EXERCISE PROMPT:
Please rewrite all the rows below, replacing "straight edges" with "straight segments" wherever it occurs and leaving everything else unchanged. Omit the pictures from your answer.

EXCERPTED DATA:
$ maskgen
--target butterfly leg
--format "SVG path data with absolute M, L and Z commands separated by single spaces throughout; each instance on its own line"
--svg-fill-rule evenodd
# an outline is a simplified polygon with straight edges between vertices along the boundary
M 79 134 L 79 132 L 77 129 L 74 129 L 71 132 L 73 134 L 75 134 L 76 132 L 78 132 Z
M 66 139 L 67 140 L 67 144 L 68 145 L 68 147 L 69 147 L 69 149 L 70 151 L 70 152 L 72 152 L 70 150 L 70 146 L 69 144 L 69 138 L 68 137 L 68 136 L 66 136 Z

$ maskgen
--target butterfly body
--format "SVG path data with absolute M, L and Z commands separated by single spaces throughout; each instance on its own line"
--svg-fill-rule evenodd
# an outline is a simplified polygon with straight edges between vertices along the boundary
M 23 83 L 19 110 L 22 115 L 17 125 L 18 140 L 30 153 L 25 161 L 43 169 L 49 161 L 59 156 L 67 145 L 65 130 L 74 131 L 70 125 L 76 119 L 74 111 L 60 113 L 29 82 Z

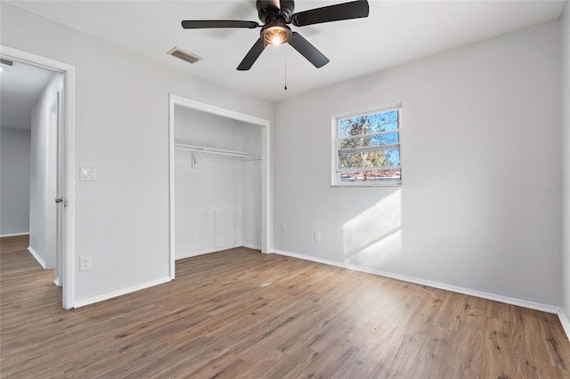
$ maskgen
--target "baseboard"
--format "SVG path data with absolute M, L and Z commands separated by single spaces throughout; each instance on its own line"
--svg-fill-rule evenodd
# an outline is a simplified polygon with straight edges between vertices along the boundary
M 558 310 L 558 319 L 560 319 L 560 324 L 562 324 L 564 333 L 566 334 L 566 338 L 568 339 L 568 341 L 570 341 L 570 321 L 568 321 L 568 318 L 564 313 L 564 310 L 562 310 L 562 309 Z
M 123 294 L 130 294 L 135 291 L 140 291 L 142 289 L 149 288 L 154 286 L 159 286 L 164 283 L 167 283 L 169 281 L 171 281 L 170 277 L 162 278 L 160 279 L 152 280 L 152 281 L 140 284 L 137 286 L 129 286 L 127 288 L 122 288 L 122 289 L 119 289 L 118 291 L 109 292 L 107 294 L 98 294 L 96 296 L 88 297 L 86 299 L 77 300 L 74 302 L 73 308 L 85 307 L 86 305 L 90 305 L 95 302 L 112 299 L 114 297 L 122 296 Z
M 404 282 L 414 283 L 421 286 L 428 286 L 434 288 L 444 289 L 446 291 L 455 292 L 457 294 L 468 294 L 470 296 L 480 297 L 483 299 L 493 300 L 494 302 L 504 302 L 517 307 L 528 308 L 531 310 L 541 310 L 547 313 L 559 314 L 560 308 L 556 305 L 542 304 L 541 302 L 529 302 L 526 300 L 517 299 L 515 297 L 503 296 L 501 294 L 490 294 L 487 292 L 476 291 L 474 289 L 464 288 L 460 286 L 450 286 L 444 283 L 434 282 L 431 280 L 420 279 L 418 278 L 408 277 L 406 275 L 395 274 L 392 272 L 381 271 L 379 270 L 369 269 L 366 267 L 356 266 L 354 264 L 341 263 L 327 259 L 315 258 L 309 255 L 299 254 L 296 253 L 289 253 L 281 250 L 273 250 L 275 254 L 281 255 L 290 256 L 292 258 L 304 259 L 305 261 L 316 262 L 318 263 L 329 264 L 331 266 L 340 267 L 343 269 L 354 270 L 355 271 L 366 272 L 369 274 L 379 275 L 381 277 L 390 278 L 393 279 L 402 280 Z M 565 329 L 566 330 L 566 329 Z M 566 332 L 567 335 L 567 332 Z
M 217 249 L 202 250 L 202 251 L 200 251 L 200 252 L 186 253 L 186 254 L 183 254 L 182 255 L 176 256 L 175 258 L 175 261 L 178 261 L 179 259 L 191 258 L 192 256 L 204 255 L 204 254 L 211 254 L 211 253 L 217 253 L 217 252 L 221 252 L 221 251 L 228 250 L 228 249 L 234 249 L 236 247 L 241 247 L 241 246 L 242 246 L 242 245 L 240 243 L 240 244 L 235 244 L 232 246 L 219 247 Z
M 248 249 L 261 250 L 261 246 L 258 246 L 256 245 L 241 244 L 241 246 L 242 247 L 247 247 Z
M 29 231 L 23 232 L 23 233 L 0 234 L 0 238 L 4 238 L 4 237 L 19 237 L 19 236 L 29 236 Z
M 45 270 L 45 261 L 44 261 L 42 257 L 39 256 L 37 252 L 34 250 L 32 246 L 28 246 L 28 251 L 34 256 L 34 258 L 36 258 L 36 261 L 37 261 L 37 262 L 42 265 L 42 268 Z

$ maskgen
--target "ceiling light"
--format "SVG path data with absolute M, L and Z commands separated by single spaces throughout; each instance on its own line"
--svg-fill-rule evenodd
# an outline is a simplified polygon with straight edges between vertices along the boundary
M 286 44 L 291 38 L 291 29 L 283 20 L 276 20 L 267 28 L 264 28 L 261 34 L 265 43 L 277 46 Z

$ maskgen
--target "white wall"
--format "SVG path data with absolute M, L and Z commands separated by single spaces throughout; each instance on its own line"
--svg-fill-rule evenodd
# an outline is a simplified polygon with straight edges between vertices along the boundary
M 566 1 L 561 21 L 562 91 L 562 296 L 561 305 L 570 317 L 570 2 Z M 568 325 L 567 327 L 570 327 Z M 570 329 L 566 330 L 570 338 Z
M 243 150 L 261 156 L 261 127 L 242 124 Z M 241 163 L 241 245 L 261 249 L 261 160 Z
M 30 130 L 0 128 L 0 236 L 29 232 Z
M 76 169 L 97 181 L 76 182 L 75 262 L 93 269 L 76 264 L 75 301 L 167 278 L 168 93 L 270 120 L 273 105 L 0 5 L 3 44 L 76 67 Z
M 278 103 L 275 249 L 558 305 L 558 57 L 550 22 Z M 331 116 L 398 102 L 403 187 L 331 188 Z
M 55 267 L 56 131 L 50 127 L 50 108 L 62 86 L 61 74 L 54 73 L 32 110 L 29 247 L 46 269 Z
M 260 152 L 260 126 L 183 107 L 175 107 L 175 114 L 176 143 Z M 191 168 L 190 156 L 176 154 L 175 172 L 177 259 L 244 243 L 261 246 L 259 161 L 199 155 Z M 258 196 L 252 198 L 252 194 Z

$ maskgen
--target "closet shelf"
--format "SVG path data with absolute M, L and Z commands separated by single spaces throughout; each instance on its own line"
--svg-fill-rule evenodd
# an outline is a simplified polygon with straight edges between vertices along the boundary
M 205 146 L 186 145 L 183 143 L 175 143 L 175 150 L 188 151 L 190 153 L 216 154 L 222 156 L 237 157 L 246 159 L 260 159 L 260 157 L 254 153 L 245 151 L 226 150 L 224 149 L 207 148 Z

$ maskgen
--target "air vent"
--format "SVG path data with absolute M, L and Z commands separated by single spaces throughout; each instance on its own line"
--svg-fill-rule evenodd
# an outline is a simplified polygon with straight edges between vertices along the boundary
M 12 60 L 4 60 L 4 58 L 0 58 L 0 64 L 12 67 L 14 65 L 14 62 L 12 62 Z
M 198 60 L 201 60 L 201 57 L 199 57 L 196 54 L 192 54 L 191 52 L 184 52 L 183 50 L 180 50 L 177 47 L 175 47 L 174 49 L 172 49 L 171 51 L 169 51 L 168 52 L 167 52 L 167 54 L 172 55 L 173 57 L 176 57 L 179 58 L 183 60 L 186 60 L 187 62 L 190 63 L 196 63 Z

RESULT OF THE TASK:
$ maskgen
--target butterfly leg
--format "SVG path data with absolute M, L and Z commands separated by single spaces throughout; each instance on its own line"
--svg-fill-rule evenodd
# an outline is a simplified polygon with straight segments between vertices along the boundary
M 79 134 L 79 132 L 77 129 L 74 129 L 71 132 L 73 134 L 75 134 L 76 132 L 78 132 Z
M 66 139 L 67 140 L 67 144 L 68 145 L 68 147 L 69 147 L 69 149 L 70 151 L 70 152 L 72 152 L 70 150 L 70 146 L 69 144 L 69 138 L 68 137 L 68 136 L 66 136 Z

$ maskgen
--target butterfly body
--format "SVG path data with absolute M, L and Z commands separated by single spaces throughout; each instance on its own line"
--svg-fill-rule evenodd
# an outline is a simplified polygon with straight segments between vertices along the boundary
M 23 83 L 19 110 L 22 115 L 17 125 L 18 140 L 30 153 L 25 161 L 43 169 L 49 161 L 59 156 L 67 145 L 65 130 L 74 131 L 70 125 L 76 119 L 74 111 L 60 113 L 29 82 Z

$ maskgen
--target "baseboard"
--format "SVG path data with absolute M, L and Z commands separated by single spaces throughout; each instance on its own line"
--svg-fill-rule evenodd
# an outline is a simplified polygon with straight segments between vertices along the boundary
M 558 310 L 558 319 L 560 319 L 560 324 L 562 324 L 564 333 L 566 334 L 566 338 L 568 339 L 568 341 L 570 341 L 570 321 L 568 321 L 568 318 L 564 313 L 564 310 L 562 310 L 562 309 Z
M 123 294 L 130 294 L 135 291 L 140 291 L 142 289 L 149 288 L 154 286 L 159 286 L 164 283 L 167 283 L 169 281 L 171 281 L 170 277 L 162 278 L 160 279 L 152 280 L 152 281 L 140 284 L 137 286 L 129 286 L 127 288 L 122 288 L 122 289 L 119 289 L 118 291 L 109 292 L 107 294 L 98 294 L 96 296 L 88 297 L 86 299 L 77 300 L 74 302 L 73 308 L 85 307 L 86 305 L 90 305 L 95 302 L 112 299 L 114 297 L 122 296 Z
M 404 282 L 414 283 L 421 286 L 428 286 L 434 288 L 444 289 L 446 291 L 455 292 L 457 294 L 468 294 L 470 296 L 480 297 L 483 299 L 493 300 L 494 302 L 504 302 L 517 307 L 528 308 L 531 310 L 541 310 L 547 313 L 559 314 L 560 308 L 556 305 L 542 304 L 541 302 L 529 302 L 526 300 L 517 299 L 515 297 L 503 296 L 501 294 L 490 294 L 487 292 L 476 291 L 474 289 L 464 288 L 460 286 L 450 286 L 444 283 L 434 282 L 431 280 L 420 279 L 418 278 L 408 277 L 406 275 L 395 274 L 392 272 L 381 271 L 379 270 L 369 269 L 366 267 L 356 266 L 354 264 L 341 263 L 327 259 L 315 258 L 309 255 L 299 254 L 296 253 L 289 253 L 281 250 L 273 250 L 275 254 L 281 255 L 290 256 L 292 258 L 304 259 L 305 261 L 316 262 L 318 263 L 329 264 L 331 266 L 340 267 L 343 269 L 354 270 L 355 271 L 366 272 L 369 274 L 379 275 L 381 277 L 390 278 L 393 279 L 402 280 Z M 565 329 L 566 330 L 566 329 Z M 566 332 L 567 335 L 567 332 Z
M 217 249 L 202 250 L 202 251 L 200 251 L 200 252 L 186 253 L 186 254 L 183 254 L 182 255 L 176 256 L 175 258 L 175 261 L 178 261 L 179 259 L 191 258 L 192 256 L 204 255 L 204 254 L 211 254 L 211 253 L 217 253 L 217 252 L 221 252 L 221 251 L 228 250 L 228 249 L 234 249 L 236 247 L 241 247 L 241 246 L 242 246 L 242 245 L 240 243 L 240 244 L 235 244 L 232 246 L 219 247 Z
M 248 249 L 261 250 L 261 246 L 258 246 L 256 245 L 241 244 L 241 246 L 242 247 L 247 247 Z
M 29 231 L 23 232 L 23 233 L 0 234 L 0 238 L 4 238 L 4 237 L 19 237 L 19 236 L 29 236 Z
M 45 270 L 45 261 L 44 261 L 42 257 L 39 256 L 37 252 L 34 250 L 32 246 L 28 246 L 28 251 L 34 256 L 34 258 L 36 258 L 36 261 L 37 261 L 37 262 L 42 265 L 42 268 Z

$ maskgen
--target "ceiling light"
--format "SVG path data with absolute M, L and Z commands separated by single spaces throughout; each instance on its own line"
--svg-fill-rule evenodd
# an outline is a simplified polygon with straight segments between vertices along the boundary
M 286 44 L 291 38 L 291 29 L 283 20 L 276 20 L 267 28 L 264 28 L 261 34 L 265 43 L 277 46 Z

$ maskgen
--target "white wall"
--format "SVG path data with absolute M, L and Z commands separated by single spaces throughout; each instance on its own line"
--svg-fill-rule evenodd
# an outline is a simplified polygon with straight segments between vertices along the boundary
M 566 1 L 561 21 L 562 91 L 562 296 L 561 305 L 570 317 L 570 2 Z M 568 325 L 567 327 L 570 327 Z M 570 329 L 566 330 L 570 338 Z
M 243 150 L 261 156 L 261 127 L 242 124 Z M 241 163 L 241 245 L 261 249 L 261 160 Z
M 30 130 L 0 128 L 0 236 L 29 232 Z
M 76 169 L 97 181 L 76 182 L 75 262 L 93 269 L 76 264 L 75 301 L 167 278 L 168 93 L 270 120 L 273 105 L 0 5 L 3 44 L 76 67 Z
M 278 103 L 275 249 L 558 305 L 558 57 L 550 22 Z M 331 116 L 398 102 L 403 187 L 331 188 Z
M 55 267 L 56 131 L 50 127 L 50 108 L 62 86 L 61 74 L 54 73 L 32 110 L 29 247 L 46 269 Z
M 260 152 L 260 126 L 183 107 L 175 107 L 175 114 L 176 143 Z M 191 168 L 190 156 L 176 154 L 175 172 L 177 259 L 244 243 L 261 246 L 259 161 L 199 155 Z M 258 196 L 252 198 L 252 194 Z

$ maskgen
--target "closet shelf"
--format "SVG path data with absolute M, L and Z commands separated by single spaces throughout; each instance on its own line"
--svg-fill-rule evenodd
# an outline is a simplified polygon with straight segments between vertices along the boundary
M 205 146 L 186 145 L 183 143 L 175 143 L 175 150 L 188 151 L 190 153 L 216 154 L 222 156 L 237 157 L 246 159 L 260 159 L 260 157 L 254 153 L 245 151 L 226 150 L 224 149 L 207 148 Z

$ maskgen
--target "air vent"
--format "SVG path data with absolute M, L and Z commands separated by single spaces throughout; each instance on its own line"
--svg-fill-rule evenodd
# an outline is a simplified polygon with straight segments between vertices along the boundary
M 12 60 L 4 60 L 4 58 L 0 58 L 0 64 L 12 67 L 14 65 L 14 62 L 12 62 Z
M 198 60 L 201 60 L 201 57 L 199 57 L 196 54 L 192 54 L 191 52 L 184 52 L 183 50 L 180 50 L 177 47 L 175 47 L 174 49 L 172 49 L 171 51 L 169 51 L 168 52 L 167 52 L 167 54 L 172 55 L 173 57 L 176 57 L 179 58 L 183 60 L 186 60 L 187 62 L 190 63 L 196 63 Z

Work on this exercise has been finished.